→ **SOURCE PASSAGE**:

>>>

# Need Advise on a good starter board for the GF



## chomps1211 (Mar 30, 2011)

Well,.. It's Purrty anyway!  LOL!

I'm sure there are folks here who actually know all about that board. I'm usually amazed at guy's like BA, Shred, and of course Timmytard who have been at this long enough that they seem to recognize just about ANY board no matter how old or obscure.

Having said that, without knowing the specs on the GF and the board,.. (36-24-36? :rotfl: ) No seriously, her weight, boot size and then the length, camber profile, any other tech info of the board, etc.

All that would be helpful for some of us who do not possess that encyclopedic knowledge of boards and board tech. (…we won't tell her you told us her weight!)  :laugh:

For example,.. if that board is a very stiff, cambered deck with more length than her weight would recomend? It may be too much for her! So If you could post that info, you will likely get more responses from some of us less informed riders!

Hmnnn,.. come to think of it? Why _would_ you want our opinions! LOL!!!


Again, seriously,.. I am an advocate of learning to ride on a more advanced board. That's how I did it. Not deliberately, but because I bought most of my gear after my second day riding and got some less than informed advice from sales people! Before I was a contributing member here I might add! If I had run my possible purchase past ppl here? I probably would have had an entirely different rig to starting out!

Ultimately, It worked to my advantage! By learning to ride on a too long, too stiff, full camber, setback board? It forced me to learn some proper riding technique fast and early in order for me to keep from eating shit constantly! 

As a result, I ride pretty well for an old, fat, clumsy, and historically un-athletic guy! But,.. this method does not work for everyone! :dunno:

Post the info and see what advice you get! :thumbsup:


----------



## Gelaxus (Jun 19, 2014)

<<<

→ **INSTRUCTION A**: Copy the forum thread word for word from "## chomps1211 (Mar" to "the board, etc.".

→ **RECORDS SUPPLIED**:
>>>

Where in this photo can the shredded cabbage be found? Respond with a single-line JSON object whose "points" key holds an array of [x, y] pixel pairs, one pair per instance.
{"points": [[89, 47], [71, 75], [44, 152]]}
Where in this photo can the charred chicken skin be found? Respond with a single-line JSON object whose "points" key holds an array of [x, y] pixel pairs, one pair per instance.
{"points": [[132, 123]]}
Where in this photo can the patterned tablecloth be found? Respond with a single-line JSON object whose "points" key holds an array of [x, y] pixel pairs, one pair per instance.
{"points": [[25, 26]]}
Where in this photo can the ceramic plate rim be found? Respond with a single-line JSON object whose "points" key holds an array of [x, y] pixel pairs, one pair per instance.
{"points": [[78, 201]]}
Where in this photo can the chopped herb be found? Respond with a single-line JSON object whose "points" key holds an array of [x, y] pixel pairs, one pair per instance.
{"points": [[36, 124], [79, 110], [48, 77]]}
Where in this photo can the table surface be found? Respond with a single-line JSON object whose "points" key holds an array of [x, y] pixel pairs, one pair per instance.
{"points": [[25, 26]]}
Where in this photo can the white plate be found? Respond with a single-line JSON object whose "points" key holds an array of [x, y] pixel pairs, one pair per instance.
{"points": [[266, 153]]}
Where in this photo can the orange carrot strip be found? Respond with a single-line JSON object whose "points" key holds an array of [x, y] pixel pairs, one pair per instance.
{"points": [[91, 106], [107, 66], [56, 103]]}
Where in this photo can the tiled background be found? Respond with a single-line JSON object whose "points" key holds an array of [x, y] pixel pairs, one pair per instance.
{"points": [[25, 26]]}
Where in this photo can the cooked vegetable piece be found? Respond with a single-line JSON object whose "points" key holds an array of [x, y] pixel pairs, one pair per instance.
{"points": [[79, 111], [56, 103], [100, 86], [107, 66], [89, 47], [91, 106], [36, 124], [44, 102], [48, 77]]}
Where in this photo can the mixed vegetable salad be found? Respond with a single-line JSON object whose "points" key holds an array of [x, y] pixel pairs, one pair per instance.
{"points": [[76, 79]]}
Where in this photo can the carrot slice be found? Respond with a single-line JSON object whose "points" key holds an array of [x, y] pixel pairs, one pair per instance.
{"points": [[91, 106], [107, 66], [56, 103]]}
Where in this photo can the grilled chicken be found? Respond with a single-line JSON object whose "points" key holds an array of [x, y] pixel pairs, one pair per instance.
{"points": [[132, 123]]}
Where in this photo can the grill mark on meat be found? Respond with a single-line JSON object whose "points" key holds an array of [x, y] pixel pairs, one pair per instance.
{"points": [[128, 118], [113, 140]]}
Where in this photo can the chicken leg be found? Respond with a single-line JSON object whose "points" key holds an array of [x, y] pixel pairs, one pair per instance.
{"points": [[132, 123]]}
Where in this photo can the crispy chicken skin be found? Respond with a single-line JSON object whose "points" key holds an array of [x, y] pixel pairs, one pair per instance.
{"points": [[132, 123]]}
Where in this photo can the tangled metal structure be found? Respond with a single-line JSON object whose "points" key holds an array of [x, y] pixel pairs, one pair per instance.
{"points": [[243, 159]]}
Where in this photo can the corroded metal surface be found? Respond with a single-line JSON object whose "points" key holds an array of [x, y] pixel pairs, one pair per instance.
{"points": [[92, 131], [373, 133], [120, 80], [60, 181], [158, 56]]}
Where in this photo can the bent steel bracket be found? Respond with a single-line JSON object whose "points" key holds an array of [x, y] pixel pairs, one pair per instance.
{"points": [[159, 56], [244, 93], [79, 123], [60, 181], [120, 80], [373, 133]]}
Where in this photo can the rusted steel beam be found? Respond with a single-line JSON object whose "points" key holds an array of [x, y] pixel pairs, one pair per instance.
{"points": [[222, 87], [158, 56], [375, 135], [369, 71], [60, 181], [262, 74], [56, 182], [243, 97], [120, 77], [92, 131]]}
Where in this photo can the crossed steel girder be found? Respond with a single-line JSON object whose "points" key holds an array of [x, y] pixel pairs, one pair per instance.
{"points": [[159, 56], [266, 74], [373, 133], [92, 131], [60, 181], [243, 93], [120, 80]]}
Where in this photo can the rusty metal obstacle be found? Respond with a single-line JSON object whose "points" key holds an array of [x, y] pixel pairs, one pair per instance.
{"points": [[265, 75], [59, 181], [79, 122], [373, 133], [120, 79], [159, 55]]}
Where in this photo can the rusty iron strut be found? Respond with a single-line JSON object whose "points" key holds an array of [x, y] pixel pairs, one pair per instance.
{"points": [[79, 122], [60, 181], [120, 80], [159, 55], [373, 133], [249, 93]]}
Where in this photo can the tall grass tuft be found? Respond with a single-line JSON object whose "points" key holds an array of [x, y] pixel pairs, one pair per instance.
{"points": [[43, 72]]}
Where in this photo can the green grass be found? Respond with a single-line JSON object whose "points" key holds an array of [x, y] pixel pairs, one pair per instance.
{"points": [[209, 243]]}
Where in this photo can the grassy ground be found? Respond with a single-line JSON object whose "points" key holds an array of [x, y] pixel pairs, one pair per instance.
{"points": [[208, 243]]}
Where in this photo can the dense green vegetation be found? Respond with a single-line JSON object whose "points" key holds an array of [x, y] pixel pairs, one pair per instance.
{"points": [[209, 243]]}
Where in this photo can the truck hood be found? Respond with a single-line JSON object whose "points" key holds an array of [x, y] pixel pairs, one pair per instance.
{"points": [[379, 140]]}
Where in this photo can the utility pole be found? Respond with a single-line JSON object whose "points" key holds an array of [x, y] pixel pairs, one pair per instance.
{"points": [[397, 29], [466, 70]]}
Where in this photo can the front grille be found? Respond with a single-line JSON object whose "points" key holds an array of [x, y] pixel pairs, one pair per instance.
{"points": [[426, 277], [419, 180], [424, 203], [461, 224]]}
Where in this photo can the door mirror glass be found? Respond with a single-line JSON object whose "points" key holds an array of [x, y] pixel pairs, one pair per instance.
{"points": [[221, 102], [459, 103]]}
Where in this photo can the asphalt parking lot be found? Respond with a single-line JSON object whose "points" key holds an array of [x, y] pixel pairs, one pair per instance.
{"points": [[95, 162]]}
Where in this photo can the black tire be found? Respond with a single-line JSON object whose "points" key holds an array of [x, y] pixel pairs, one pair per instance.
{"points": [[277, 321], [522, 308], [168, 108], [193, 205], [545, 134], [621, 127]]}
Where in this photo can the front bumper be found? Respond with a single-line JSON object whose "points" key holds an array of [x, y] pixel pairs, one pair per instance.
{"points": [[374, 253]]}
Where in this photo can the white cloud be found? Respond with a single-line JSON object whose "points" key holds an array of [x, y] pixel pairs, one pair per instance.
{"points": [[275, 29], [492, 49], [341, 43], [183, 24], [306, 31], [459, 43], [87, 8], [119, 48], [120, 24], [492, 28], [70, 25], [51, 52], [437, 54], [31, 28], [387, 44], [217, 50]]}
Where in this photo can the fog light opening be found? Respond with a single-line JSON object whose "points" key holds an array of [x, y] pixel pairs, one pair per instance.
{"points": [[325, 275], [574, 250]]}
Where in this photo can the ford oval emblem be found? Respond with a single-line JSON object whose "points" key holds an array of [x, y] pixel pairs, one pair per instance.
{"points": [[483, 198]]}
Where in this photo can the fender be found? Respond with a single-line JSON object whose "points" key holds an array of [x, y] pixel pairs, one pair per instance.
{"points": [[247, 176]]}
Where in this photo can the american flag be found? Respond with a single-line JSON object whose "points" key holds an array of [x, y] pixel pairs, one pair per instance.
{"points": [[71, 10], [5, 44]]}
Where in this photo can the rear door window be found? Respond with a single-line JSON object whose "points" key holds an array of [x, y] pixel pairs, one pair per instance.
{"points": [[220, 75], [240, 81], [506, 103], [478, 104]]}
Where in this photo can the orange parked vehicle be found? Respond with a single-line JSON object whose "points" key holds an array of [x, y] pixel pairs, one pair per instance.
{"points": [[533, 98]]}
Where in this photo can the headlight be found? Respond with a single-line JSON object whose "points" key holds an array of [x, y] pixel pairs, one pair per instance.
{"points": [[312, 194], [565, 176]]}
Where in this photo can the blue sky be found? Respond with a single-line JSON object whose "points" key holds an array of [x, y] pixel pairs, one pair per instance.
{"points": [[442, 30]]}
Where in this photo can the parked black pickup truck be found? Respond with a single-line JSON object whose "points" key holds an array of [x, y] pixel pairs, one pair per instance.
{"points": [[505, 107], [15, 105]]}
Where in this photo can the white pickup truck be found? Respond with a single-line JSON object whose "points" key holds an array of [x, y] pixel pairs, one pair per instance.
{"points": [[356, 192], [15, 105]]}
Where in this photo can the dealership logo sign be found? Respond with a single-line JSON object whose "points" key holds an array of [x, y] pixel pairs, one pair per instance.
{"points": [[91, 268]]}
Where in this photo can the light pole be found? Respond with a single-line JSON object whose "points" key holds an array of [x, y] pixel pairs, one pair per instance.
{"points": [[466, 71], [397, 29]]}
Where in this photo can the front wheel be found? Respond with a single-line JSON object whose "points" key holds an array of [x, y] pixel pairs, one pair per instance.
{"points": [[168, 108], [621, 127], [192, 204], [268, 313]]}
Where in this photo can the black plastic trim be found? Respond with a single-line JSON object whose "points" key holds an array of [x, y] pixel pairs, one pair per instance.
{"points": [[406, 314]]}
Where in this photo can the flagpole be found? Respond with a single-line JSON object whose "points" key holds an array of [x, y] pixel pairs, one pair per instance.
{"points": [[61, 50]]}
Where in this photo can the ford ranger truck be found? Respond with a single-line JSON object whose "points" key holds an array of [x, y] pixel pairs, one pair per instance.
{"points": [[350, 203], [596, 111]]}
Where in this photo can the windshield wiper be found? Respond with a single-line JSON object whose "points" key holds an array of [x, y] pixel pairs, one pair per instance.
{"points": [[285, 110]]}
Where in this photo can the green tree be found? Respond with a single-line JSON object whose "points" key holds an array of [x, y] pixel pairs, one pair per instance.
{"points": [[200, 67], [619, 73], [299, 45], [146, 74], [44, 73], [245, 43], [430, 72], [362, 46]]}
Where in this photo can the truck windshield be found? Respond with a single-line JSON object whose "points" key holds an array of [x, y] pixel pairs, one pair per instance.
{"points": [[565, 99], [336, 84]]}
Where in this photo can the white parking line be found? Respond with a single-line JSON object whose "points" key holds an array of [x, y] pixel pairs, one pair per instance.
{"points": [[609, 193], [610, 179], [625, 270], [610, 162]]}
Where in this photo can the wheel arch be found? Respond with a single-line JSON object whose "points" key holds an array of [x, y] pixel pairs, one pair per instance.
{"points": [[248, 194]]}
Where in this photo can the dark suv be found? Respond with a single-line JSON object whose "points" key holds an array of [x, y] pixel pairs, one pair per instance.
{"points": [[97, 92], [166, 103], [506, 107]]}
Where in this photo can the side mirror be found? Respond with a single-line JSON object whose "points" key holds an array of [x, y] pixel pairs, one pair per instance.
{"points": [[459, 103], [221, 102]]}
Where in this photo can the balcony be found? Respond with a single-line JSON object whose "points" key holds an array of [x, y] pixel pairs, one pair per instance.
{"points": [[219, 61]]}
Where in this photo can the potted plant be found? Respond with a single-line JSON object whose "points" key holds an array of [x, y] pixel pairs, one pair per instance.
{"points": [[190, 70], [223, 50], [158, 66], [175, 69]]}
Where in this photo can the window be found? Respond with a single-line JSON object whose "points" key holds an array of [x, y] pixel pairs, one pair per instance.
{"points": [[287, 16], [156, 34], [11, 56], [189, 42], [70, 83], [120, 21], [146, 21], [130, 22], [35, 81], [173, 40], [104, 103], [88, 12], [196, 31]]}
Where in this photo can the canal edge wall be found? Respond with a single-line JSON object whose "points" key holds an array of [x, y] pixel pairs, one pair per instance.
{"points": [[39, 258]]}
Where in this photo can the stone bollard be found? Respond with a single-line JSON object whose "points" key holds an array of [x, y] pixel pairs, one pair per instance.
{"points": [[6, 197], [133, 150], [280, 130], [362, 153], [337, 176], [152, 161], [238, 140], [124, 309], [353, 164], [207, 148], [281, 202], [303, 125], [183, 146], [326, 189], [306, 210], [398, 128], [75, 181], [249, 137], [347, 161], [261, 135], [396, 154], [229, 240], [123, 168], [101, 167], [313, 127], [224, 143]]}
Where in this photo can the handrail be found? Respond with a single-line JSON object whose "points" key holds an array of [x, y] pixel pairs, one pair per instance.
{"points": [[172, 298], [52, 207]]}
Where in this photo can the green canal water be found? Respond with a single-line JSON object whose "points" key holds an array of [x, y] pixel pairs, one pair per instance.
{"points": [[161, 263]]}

<<<

→ **INSTRUCTION B**: Find every line in the entries that contains the word "black", and copy each of those lines.

→ **RIGHT ANSWER A**:
## chomps1211 (Mar 30, 2011)

Well,.. It's Purrty anyway!  LOL!

I'm sure there are folks here who actually know all about that board. I'm usually amazed at guy's like BA, Shred, and of course Timmytard who have been at this long enough that they seem to recognize just about ANY board no matter how old or obscure.

Having said that, without knowing the specs on the GF and the board,.. (36-24-36? :rotfl: ) No seriously, her weight, boot size and then the length, camber profile, any other tech info of the board, etc.

→ **RIGHT ANSWER B**:
Where in this photo can the black tire be found? Respond with a single-line JSON object whose "points" key holds an array of [x, y] pixel pairs, one pair per instance.
Where in this photo can the parked black pickup truck be found? Respond with a single-line JSON object whose "points" key holds an array of [x, y] pixel pairs, one pair per instance.
Where in this photo can the black plastic trim be found? Respond with a single-line JSON object whose "points" key holds an array of [x, y] pixel pairs, one pair per instance.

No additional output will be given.